-- Fragmento proporcionado --
=-=-=-=-=

Atraídos por esos beneficios, las llegadas han sido tan numerosas que han alterado la composición demográfica de algunos países europeos. Se ha calculado, por ejemplo, que, dado que «cada generación de alemanes es un tercio menor que la precedente», después de algunas generaciones los nacidos en Alemania procederán enteramente de familias de inmigrantes. Pero como los inmigrantes alcanzaban niveles de instrucción y de cultura inferiores a los de los alemanes, el nivel medio de instrucción y profesionalidad se reducirá en consecuencia. »Lo que nos falte lo supliremos en parte con campesinos anatolios, exiliados de guerra palestinos y diversas generaciones de refugiados de la zona del Sahel».

=-=-=-=-=

-- Consigna 1 --
Extrae de las filas de abajo cada línea que contenga la palabra "shrub".

=-=-=-=-=

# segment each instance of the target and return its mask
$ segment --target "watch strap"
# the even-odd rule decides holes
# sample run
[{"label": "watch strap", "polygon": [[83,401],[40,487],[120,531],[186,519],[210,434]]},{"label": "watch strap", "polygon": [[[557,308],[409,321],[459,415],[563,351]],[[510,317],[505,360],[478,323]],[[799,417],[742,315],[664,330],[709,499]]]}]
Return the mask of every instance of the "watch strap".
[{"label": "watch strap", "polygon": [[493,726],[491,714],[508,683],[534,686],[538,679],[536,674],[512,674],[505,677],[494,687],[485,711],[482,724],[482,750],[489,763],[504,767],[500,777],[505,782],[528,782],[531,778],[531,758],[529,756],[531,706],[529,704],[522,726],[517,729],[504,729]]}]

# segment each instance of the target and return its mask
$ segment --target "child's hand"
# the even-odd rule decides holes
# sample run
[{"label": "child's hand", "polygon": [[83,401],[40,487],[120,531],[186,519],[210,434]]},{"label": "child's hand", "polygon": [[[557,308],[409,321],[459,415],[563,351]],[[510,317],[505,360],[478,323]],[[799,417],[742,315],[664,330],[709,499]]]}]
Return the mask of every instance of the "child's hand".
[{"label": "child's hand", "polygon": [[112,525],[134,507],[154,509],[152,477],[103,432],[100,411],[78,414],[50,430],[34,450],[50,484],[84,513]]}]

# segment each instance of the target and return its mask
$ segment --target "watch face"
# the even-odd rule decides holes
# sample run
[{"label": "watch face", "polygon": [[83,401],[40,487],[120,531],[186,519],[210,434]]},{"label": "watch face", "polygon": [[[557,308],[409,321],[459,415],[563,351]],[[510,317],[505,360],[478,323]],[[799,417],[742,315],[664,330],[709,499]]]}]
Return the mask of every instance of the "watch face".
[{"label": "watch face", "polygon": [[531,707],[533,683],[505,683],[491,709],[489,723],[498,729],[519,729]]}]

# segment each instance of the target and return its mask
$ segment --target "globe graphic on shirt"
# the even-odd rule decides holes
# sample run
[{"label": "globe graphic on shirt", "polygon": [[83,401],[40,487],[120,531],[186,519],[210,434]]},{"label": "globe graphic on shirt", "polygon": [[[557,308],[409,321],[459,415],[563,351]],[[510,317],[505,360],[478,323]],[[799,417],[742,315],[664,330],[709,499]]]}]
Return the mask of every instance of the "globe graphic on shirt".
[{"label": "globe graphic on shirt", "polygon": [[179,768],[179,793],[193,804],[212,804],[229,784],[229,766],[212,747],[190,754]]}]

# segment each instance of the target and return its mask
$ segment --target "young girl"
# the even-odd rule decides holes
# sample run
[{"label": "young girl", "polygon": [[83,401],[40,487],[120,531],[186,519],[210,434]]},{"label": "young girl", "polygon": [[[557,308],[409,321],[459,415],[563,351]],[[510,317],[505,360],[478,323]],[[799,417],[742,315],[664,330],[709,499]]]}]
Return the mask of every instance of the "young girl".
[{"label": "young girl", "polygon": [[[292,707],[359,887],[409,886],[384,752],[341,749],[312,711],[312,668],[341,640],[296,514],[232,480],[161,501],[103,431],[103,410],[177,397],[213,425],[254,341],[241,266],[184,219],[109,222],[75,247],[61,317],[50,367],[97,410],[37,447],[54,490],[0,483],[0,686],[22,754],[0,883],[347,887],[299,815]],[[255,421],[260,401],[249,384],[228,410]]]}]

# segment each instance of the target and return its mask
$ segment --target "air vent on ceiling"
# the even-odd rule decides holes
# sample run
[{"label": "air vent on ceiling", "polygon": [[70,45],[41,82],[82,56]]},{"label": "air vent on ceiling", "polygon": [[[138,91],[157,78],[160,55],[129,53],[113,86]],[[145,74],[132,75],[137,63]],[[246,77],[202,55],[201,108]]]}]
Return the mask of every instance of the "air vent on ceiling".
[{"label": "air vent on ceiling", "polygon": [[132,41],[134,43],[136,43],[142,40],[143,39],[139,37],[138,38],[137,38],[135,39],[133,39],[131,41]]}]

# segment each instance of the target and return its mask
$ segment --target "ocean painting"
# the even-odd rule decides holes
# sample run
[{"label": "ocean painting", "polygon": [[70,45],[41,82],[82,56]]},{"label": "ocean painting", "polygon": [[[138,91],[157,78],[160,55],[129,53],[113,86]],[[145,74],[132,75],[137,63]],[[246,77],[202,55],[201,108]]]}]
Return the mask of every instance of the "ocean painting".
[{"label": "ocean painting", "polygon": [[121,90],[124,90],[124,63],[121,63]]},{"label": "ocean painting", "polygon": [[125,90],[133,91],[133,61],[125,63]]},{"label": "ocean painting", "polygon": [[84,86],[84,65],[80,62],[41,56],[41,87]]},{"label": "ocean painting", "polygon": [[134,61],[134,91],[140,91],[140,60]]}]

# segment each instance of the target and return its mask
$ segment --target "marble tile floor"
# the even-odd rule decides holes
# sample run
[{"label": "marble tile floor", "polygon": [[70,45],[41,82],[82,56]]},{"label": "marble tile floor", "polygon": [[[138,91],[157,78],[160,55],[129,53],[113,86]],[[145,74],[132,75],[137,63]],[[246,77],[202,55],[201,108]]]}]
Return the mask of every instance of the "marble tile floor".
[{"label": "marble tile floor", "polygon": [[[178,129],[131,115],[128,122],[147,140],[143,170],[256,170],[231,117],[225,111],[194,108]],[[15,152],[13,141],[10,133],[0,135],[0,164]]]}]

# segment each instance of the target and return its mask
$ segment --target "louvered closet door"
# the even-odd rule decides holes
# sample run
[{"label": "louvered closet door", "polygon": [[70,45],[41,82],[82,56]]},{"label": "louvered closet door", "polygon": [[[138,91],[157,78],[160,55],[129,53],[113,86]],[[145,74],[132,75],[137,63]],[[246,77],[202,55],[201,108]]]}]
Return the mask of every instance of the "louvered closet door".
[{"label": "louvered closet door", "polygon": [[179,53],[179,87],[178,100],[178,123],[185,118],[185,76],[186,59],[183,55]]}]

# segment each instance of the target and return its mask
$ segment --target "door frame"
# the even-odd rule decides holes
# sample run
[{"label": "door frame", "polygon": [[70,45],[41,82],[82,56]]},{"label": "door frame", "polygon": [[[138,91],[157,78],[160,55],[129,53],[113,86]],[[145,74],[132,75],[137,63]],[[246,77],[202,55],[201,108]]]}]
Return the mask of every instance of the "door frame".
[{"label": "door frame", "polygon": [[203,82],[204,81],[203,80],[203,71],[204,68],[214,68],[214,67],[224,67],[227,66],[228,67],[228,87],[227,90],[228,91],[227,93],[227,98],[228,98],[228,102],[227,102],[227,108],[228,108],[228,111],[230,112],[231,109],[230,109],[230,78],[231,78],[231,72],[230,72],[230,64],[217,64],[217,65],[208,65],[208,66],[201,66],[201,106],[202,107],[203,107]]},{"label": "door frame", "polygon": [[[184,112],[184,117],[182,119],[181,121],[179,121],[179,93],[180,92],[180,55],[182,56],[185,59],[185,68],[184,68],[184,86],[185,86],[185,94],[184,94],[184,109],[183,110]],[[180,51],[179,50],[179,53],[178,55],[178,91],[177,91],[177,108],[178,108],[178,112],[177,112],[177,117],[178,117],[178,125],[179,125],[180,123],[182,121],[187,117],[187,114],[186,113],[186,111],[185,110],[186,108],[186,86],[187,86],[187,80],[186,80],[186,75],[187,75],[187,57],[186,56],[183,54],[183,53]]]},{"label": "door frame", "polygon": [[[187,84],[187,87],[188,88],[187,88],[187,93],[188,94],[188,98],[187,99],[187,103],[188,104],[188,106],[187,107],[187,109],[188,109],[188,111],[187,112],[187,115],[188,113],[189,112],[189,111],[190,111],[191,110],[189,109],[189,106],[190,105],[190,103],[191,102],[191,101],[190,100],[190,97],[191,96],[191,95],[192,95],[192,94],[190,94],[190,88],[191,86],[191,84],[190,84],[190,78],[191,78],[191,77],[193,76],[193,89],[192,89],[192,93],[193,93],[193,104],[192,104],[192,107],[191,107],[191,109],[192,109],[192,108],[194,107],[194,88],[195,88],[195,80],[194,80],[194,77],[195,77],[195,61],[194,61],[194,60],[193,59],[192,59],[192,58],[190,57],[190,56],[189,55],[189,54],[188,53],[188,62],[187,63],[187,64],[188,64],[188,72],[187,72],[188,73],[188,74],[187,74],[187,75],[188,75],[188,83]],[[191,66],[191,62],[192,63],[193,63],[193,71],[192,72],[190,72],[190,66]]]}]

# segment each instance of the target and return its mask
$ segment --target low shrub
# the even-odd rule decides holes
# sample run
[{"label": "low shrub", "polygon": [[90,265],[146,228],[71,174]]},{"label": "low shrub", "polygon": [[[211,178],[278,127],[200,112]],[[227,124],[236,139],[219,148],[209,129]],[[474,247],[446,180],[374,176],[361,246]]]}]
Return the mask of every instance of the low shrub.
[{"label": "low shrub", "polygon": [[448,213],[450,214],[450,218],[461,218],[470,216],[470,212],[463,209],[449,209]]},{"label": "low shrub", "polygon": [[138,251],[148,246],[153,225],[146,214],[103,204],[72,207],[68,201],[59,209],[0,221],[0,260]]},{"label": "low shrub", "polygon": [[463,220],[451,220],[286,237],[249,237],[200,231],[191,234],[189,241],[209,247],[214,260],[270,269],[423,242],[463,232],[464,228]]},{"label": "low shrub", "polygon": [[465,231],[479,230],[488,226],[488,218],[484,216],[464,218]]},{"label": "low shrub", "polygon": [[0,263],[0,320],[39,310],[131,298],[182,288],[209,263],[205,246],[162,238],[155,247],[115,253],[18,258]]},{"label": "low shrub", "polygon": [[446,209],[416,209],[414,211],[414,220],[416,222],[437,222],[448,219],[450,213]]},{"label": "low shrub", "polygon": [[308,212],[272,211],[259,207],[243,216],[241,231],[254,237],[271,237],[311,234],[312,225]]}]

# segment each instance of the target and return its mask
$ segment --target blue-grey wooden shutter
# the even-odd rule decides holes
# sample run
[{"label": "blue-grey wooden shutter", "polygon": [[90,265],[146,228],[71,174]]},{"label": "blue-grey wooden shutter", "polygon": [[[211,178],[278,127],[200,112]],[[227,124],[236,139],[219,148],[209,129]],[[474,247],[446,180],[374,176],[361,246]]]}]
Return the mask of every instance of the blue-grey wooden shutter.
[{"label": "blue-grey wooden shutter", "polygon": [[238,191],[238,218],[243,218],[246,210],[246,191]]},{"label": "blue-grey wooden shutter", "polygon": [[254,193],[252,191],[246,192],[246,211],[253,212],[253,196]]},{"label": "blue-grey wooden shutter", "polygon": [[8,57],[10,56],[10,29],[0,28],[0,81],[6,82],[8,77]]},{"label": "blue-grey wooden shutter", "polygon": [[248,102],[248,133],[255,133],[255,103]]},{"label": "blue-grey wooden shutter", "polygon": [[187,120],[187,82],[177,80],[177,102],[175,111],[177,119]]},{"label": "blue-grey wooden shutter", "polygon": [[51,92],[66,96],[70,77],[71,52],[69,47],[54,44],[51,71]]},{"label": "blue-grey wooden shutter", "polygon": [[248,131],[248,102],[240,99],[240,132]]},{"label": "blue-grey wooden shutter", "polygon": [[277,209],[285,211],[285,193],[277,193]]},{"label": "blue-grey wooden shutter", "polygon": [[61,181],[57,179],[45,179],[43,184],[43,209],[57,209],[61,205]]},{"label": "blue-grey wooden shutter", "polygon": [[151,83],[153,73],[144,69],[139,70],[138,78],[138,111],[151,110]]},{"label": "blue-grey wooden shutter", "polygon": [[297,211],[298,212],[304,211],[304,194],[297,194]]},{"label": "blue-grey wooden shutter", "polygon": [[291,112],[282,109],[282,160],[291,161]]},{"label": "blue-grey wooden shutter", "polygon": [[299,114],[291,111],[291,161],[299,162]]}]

=-=-=-=-=

-- Consigna 2 --
Por favor, enumera los grupos con los que, según la frase final del fragmento sobre la inmigración en Alemania, se suplirá en parte lo que falte.

-- Respuesta 1 --
$ segment --target low shrub
[{"label": "low shrub", "polygon": [[90,265],[146,228],[71,174]]},{"label": "low shrub", "polygon": [[[211,178],[278,127],[200,112]],[[227,124],[236,139],[219,148],[209,129]],[[474,247],[446,180],[374,176],[361,246]]]}]
Return the mask of every instance of the low shrub.
[{"label": "low shrub", "polygon": [[448,213],[450,214],[450,218],[461,218],[470,216],[470,212],[463,209],[449,209]]},{"label": "low shrub", "polygon": [[138,251],[148,246],[153,225],[146,214],[103,204],[72,207],[68,201],[59,209],[0,221],[0,260]]},{"label": "low shrub", "polygon": [[463,220],[451,220],[286,237],[249,237],[200,231],[191,234],[189,241],[209,247],[214,260],[270,269],[423,242],[463,232],[464,228]]},{"label": "low shrub", "polygon": [[465,231],[479,230],[488,226],[488,218],[484,216],[464,218]]},{"label": "low shrub", "polygon": [[0,263],[0,320],[39,310],[131,298],[182,288],[209,263],[205,246],[162,238],[155,247],[115,253],[18,258]]},{"label": "low shrub", "polygon": [[446,209],[416,209],[414,211],[414,220],[416,222],[437,222],[448,219],[450,213]]},{"label": "low shrub", "polygon": [[308,212],[272,211],[259,207],[243,216],[241,231],[254,237],[271,237],[311,234],[312,225]]}]

-- Respuesta 2 --
- campesinos anatolios
- exiliados de guerra palestinos
- diversas generaciones de refugiados de la zona del Sahel